*Textauszug*:
Bei Besitzerlangung erlaubt, erst später verboten – strafbar oder nicht?
Gespeichert von Dr. Jörn Patzak am
Mit einer interessanten Rechtsfrage hatte sich das OLG Stuttgart zu befassen (Beschl. v. 18.06.2012, 2 Ss 154/12 = BeckRS 2012, 15539): Wie ist es zu beurteilen, wenn eine Substanz bei Besitzerlangung nicht unter des BtMG fällt, nach einer späteren Gesetzesänderung dann aber schon?
Konkret ging es um einen Chemiker, der im Jahr 1973 10 Gramm Cathin und 100 Gramm Nitrazepam gekauft hatte, als beide Substanzen noch nicht dem BtMG unterfielen. Das änderte sich jedoch in den Jahren 1986 und 1991 mit Einstufung von Cathin und Nitrazepam als Betäubungsmittel. Dennoch behielt der Chemiker die Substanzen, die schließlich am 2.4.2011 bei einer polizeilichen Durchsuchung seiner Wohnung aus anderem Grund aufgefunden und sichergestellt wurden.

*Bereitgestellte Datensätze*:
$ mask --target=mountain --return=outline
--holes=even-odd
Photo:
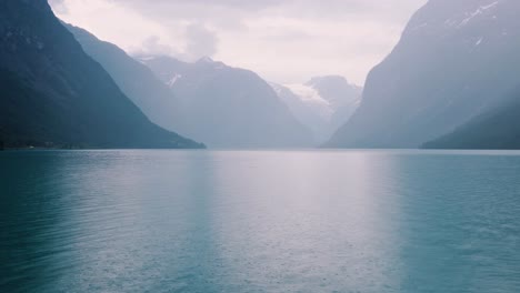
[[[510,101],[487,111],[456,131],[428,142],[426,149],[519,150],[520,88]]]
[[[519,82],[519,12],[516,0],[430,0],[326,146],[418,148],[496,108]]]
[[[179,131],[211,148],[311,146],[311,134],[256,73],[202,58],[139,58],[178,97]]]
[[[304,84],[272,83],[271,87],[292,114],[312,131],[318,144],[349,120],[359,107],[362,91],[338,75],[312,78]]]
[[[151,123],[46,0],[0,2],[0,92],[6,146],[202,146]]]
[[[180,121],[176,95],[153,72],[117,46],[96,38],[90,32],[64,24],[84,52],[99,62],[121,91],[153,122],[177,131]]]

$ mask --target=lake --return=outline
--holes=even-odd
[[[520,292],[520,152],[0,152],[0,292]]]

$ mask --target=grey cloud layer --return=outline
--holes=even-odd
[[[54,10],[66,8],[61,2],[77,7],[81,1],[91,3],[51,1]],[[362,83],[368,71],[390,52],[411,14],[427,0],[91,1],[109,2],[111,9],[132,11],[160,27],[150,30],[140,43],[132,41],[129,46],[128,40],[134,38],[114,34],[117,26],[126,23],[111,23],[113,40],[126,42],[126,49],[132,52],[167,53],[188,61],[214,57],[278,82],[333,73]],[[98,21],[94,14],[89,20],[81,9],[77,10],[87,24]],[[128,13],[120,17],[126,18]],[[103,26],[107,24],[91,27]]]

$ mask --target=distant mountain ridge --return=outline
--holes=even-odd
[[[418,148],[496,108],[519,82],[519,12],[514,0],[430,0],[326,146]]]
[[[179,131],[210,148],[308,148],[311,134],[258,74],[210,58],[137,57],[179,99]]]
[[[201,148],[152,124],[44,0],[0,2],[0,141],[7,148]]]
[[[271,83],[271,87],[294,117],[312,130],[317,144],[344,124],[361,102],[362,88],[339,75],[317,77],[303,84]]]

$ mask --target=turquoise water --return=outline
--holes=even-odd
[[[0,152],[0,292],[520,292],[520,153]]]

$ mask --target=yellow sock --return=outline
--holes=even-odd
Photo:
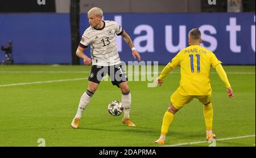
[[[207,105],[204,105],[204,117],[207,130],[212,130],[212,119],[213,117],[213,109],[212,108],[212,103],[210,103]]]
[[[174,115],[172,113],[168,111],[166,112],[163,119],[163,123],[162,124],[161,135],[166,135],[169,130],[170,126],[172,123],[174,117]]]

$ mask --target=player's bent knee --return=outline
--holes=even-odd
[[[170,105],[169,108],[168,109],[168,111],[172,114],[176,113],[178,110],[179,109],[175,108],[172,104]]]

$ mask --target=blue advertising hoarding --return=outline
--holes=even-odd
[[[144,61],[165,65],[188,46],[189,30],[199,28],[201,46],[214,52],[224,65],[255,65],[255,14],[105,14],[131,36]],[[89,27],[80,16],[80,33]],[[0,45],[13,40],[15,63],[71,63],[69,15],[0,14]],[[130,48],[117,39],[122,61],[133,61]],[[73,52],[75,53],[75,52]],[[89,55],[89,50],[85,53]],[[3,59],[0,52],[0,60]]]

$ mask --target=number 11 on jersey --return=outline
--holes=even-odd
[[[197,64],[197,72],[200,72],[200,55],[199,54],[196,54],[196,64]],[[189,55],[190,57],[190,66],[191,67],[191,72],[194,72],[194,55],[193,54],[189,54]]]

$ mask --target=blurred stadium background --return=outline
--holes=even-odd
[[[89,27],[86,13],[95,6],[103,10],[104,19],[116,21],[130,35],[142,61],[158,61],[160,65],[167,64],[187,46],[188,31],[199,28],[202,45],[213,52],[226,66],[236,95],[233,102],[224,97],[225,87],[212,71],[211,79],[218,80],[212,84],[213,93],[216,92],[213,103],[219,104],[216,109],[219,117],[214,119],[217,135],[220,138],[250,136],[245,140],[232,140],[218,144],[255,146],[255,0],[157,0],[150,3],[148,0],[1,1],[0,46],[3,46],[0,50],[0,117],[5,121],[0,123],[0,146],[36,146],[39,138],[45,138],[47,146],[155,146],[151,143],[160,133],[170,95],[178,86],[179,70],[174,72],[174,79],[168,78],[172,87],[166,85],[164,91],[148,89],[140,82],[130,82],[134,94],[132,113],[139,125],[137,129],[119,127],[119,121],[109,118],[105,112],[108,103],[121,97],[109,83],[102,83],[101,90],[86,109],[88,112],[83,114],[84,128],[75,131],[69,127],[80,95],[87,86],[87,80],[79,79],[88,77],[90,71],[89,67],[82,65],[75,51]],[[133,61],[125,42],[121,37],[117,40],[121,60],[126,63]],[[89,50],[85,51],[88,55]],[[57,65],[60,66],[52,66]],[[159,66],[159,71],[163,67]],[[73,78],[77,80],[61,82]],[[162,96],[153,96],[154,93]],[[107,93],[108,97],[102,97]],[[223,103],[225,108],[221,108]],[[151,103],[153,105],[148,105]],[[136,106],[138,104],[149,106]],[[193,106],[178,114],[179,121],[174,123],[174,131],[170,134],[172,139],[167,140],[167,145],[204,140],[202,112]],[[150,108],[154,117],[148,117],[152,113],[144,112],[143,107]],[[239,108],[226,114],[230,107]],[[189,110],[195,113],[200,111],[200,116],[195,114],[191,116],[192,121],[188,121]],[[102,117],[95,118],[90,112],[98,113]],[[92,119],[94,122],[90,122]],[[109,125],[102,124],[102,119]],[[195,126],[200,122],[200,128],[184,130],[187,121]],[[181,134],[185,131],[187,134]],[[111,138],[113,133],[125,133],[127,137],[124,140],[130,141],[123,143],[106,138]],[[90,138],[100,140],[92,144],[93,140]],[[136,143],[138,139],[141,142]]]

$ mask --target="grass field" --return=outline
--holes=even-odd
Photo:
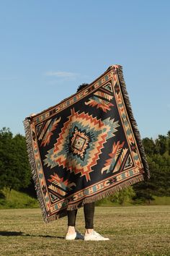
[[[170,255],[170,206],[96,207],[107,242],[66,241],[67,218],[48,224],[40,209],[0,210],[2,255]],[[76,228],[84,231],[83,209]]]

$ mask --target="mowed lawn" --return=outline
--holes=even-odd
[[[94,223],[109,241],[66,241],[66,217],[46,224],[40,209],[0,210],[0,255],[170,255],[170,205],[96,207]]]

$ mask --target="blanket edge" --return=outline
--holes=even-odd
[[[150,171],[149,171],[148,164],[147,163],[146,155],[145,150],[144,150],[144,148],[143,145],[142,139],[141,139],[141,137],[140,137],[138,128],[137,122],[134,118],[134,115],[133,113],[129,95],[128,95],[128,91],[126,89],[126,84],[125,84],[125,81],[124,77],[123,77],[122,66],[119,66],[119,68],[117,69],[117,76],[118,76],[119,81],[121,85],[120,88],[122,89],[122,95],[124,98],[124,101],[125,101],[125,103],[126,106],[127,111],[128,113],[128,116],[131,121],[132,128],[133,128],[134,135],[136,138],[136,142],[138,144],[138,149],[139,149],[140,156],[141,156],[141,160],[142,160],[143,167],[146,171],[145,174],[143,174],[144,179],[148,180],[148,179],[150,179]]]

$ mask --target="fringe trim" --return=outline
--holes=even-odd
[[[127,111],[128,113],[128,116],[131,121],[132,128],[133,128],[135,137],[136,138],[136,142],[137,142],[137,144],[138,146],[139,152],[140,153],[142,162],[143,162],[145,171],[146,171],[146,173],[143,174],[144,179],[146,180],[148,180],[150,178],[150,171],[149,171],[149,168],[148,168],[148,163],[146,161],[146,156],[144,148],[143,148],[143,145],[142,143],[142,140],[141,140],[141,137],[140,135],[140,132],[138,129],[138,125],[137,125],[136,121],[135,121],[134,116],[133,116],[133,113],[132,107],[130,105],[128,93],[126,90],[126,85],[125,85],[125,80],[123,77],[123,73],[122,73],[122,67],[121,66],[119,66],[119,67],[117,69],[117,74],[118,74],[119,81],[120,81],[120,83],[121,85],[122,93],[125,103],[126,106]]]
[[[37,196],[38,199],[38,202],[42,210],[42,215],[44,219],[44,221],[48,223],[48,215],[47,210],[45,208],[45,205],[44,204],[43,196],[42,195],[42,192],[40,189],[40,187],[39,184],[38,176],[37,174],[36,165],[34,159],[34,153],[32,145],[32,136],[31,136],[31,129],[30,129],[30,119],[26,118],[23,121],[25,132],[25,137],[26,137],[26,144],[27,144],[27,150],[28,153],[28,159],[30,162],[30,165],[31,167],[31,172],[32,174],[32,179],[35,184],[35,188],[37,192]]]
[[[140,174],[139,176],[134,177],[128,181],[125,181],[123,183],[120,184],[111,189],[109,189],[107,191],[104,191],[99,195],[95,195],[94,196],[91,196],[90,198],[89,197],[84,198],[83,201],[81,202],[79,202],[73,205],[68,205],[67,209],[63,210],[61,213],[58,213],[58,214],[54,214],[51,216],[48,217],[48,220],[46,222],[49,223],[55,221],[60,218],[65,217],[67,216],[67,210],[73,210],[79,209],[86,203],[97,202],[102,198],[112,195],[114,192],[119,192],[122,189],[128,187],[129,186],[133,185],[137,182],[143,182],[143,180],[144,180],[143,175]]]
[[[143,180],[144,180],[143,175],[140,174],[137,177],[134,177],[130,180],[125,181],[123,183],[116,185],[115,187],[110,188],[107,191],[104,191],[102,192],[100,192],[100,194],[99,194],[99,195],[95,195],[94,196],[91,196],[90,198],[89,198],[89,197],[84,198],[81,204],[80,204],[80,202],[77,202],[77,203],[75,203],[74,205],[68,205],[67,210],[72,210],[78,209],[86,203],[90,203],[90,202],[98,201],[98,200],[103,199],[106,197],[109,197],[109,196],[112,195],[114,192],[119,192],[119,191],[122,190],[122,189],[125,189],[125,188],[126,188],[130,185],[133,185],[137,182],[143,182]]]

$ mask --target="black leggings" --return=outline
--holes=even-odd
[[[76,226],[76,218],[77,210],[68,210],[68,226]],[[84,213],[85,219],[85,229],[94,228],[94,202],[86,203],[84,205]]]

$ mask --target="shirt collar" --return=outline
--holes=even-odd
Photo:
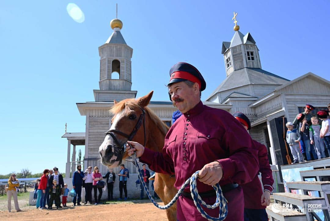
[[[204,105],[202,102],[202,101],[200,101],[196,106],[183,114],[186,117],[196,116],[199,114],[203,111],[204,107]]]

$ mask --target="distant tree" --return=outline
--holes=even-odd
[[[76,154],[77,153],[77,152],[76,151],[75,151],[75,153],[74,153],[74,154],[73,154],[74,153],[73,152],[72,152],[72,155],[71,156],[71,161],[72,161],[73,162],[73,161],[75,161],[75,158],[74,157],[74,156],[76,155]]]
[[[82,161],[82,150],[79,149],[79,151],[78,152],[78,157],[77,158],[77,161],[78,161],[78,164],[80,164]]]
[[[28,176],[32,175],[31,171],[27,168],[21,169],[20,173],[20,176],[22,178],[26,178]]]

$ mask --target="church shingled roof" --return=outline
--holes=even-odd
[[[127,44],[123,36],[119,31],[114,31],[105,42],[106,44]]]
[[[249,32],[248,32],[244,35],[239,31],[235,31],[230,42],[225,41],[222,42],[222,53],[223,54],[227,49],[243,44],[254,45],[255,41]]]
[[[233,71],[206,100],[218,92],[245,85],[252,84],[281,85],[289,81],[261,68],[244,68]]]

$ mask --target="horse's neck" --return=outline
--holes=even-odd
[[[164,134],[154,122],[150,119],[147,130],[147,142],[146,146],[155,151],[161,152],[164,147],[166,134]]]

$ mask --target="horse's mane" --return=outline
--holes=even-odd
[[[140,107],[137,102],[137,100],[133,98],[127,98],[115,104],[110,109],[110,111],[114,114],[119,113],[126,107],[133,109],[137,107]],[[161,132],[165,135],[167,133],[169,128],[156,115],[152,110],[147,107],[144,109],[148,114],[150,119],[159,129]]]

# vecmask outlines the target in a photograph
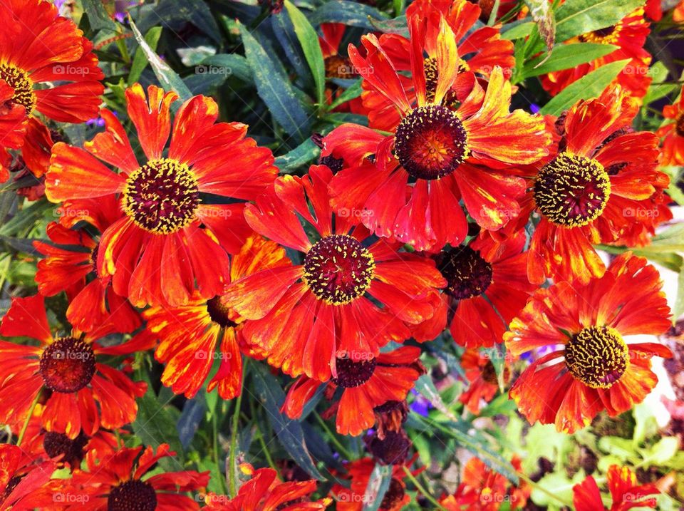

*Aufgabenstellung*:
Gib den Text über den Besitz später verbotener Substanzen wortgetreu wieder, beginnend mit „Gespeichert von Dr.“ und fortlaufend bis einschließlich „und sichergestellt wurden.“. Die Datensätze werden für die Bearbeitung nicht benötigt.

*Musterlösung*:
Gespeichert von Dr. Jörn Patzak am
Mit einer interessanten Rechtsfrage hatte sich das OLG Stuttgart zu befassen (Beschl. v. 18.06.2012, 2 Ss 154/12 = BeckRS 2012, 15539): Wie ist es zu beurteilen, wenn eine Substanz bei Besitzerlangung nicht unter des BtMG fällt, nach einer späteren Gesetzesänderung dann aber schon?
Konkret ging es um einen Chemiker, der im Jahr 1973 10 Gramm Cathin und 100 Gramm Nitrazepam gekauft hatte, als beide Substanzen noch nicht dem BtMG unterfielen. Das änderte sich jedoch in den Jahren 1986 und 1991 mit Einstufung von Cathin und Nitrazepam als Betäubungsmittel. Dennoch behielt der Chemiker die Substanzen, die schließlich am 2.4.2011 bei einer polizeilichen Durchsuchung seiner Wohnung aus anderem Grund aufgefunden und sichergestellt wurden.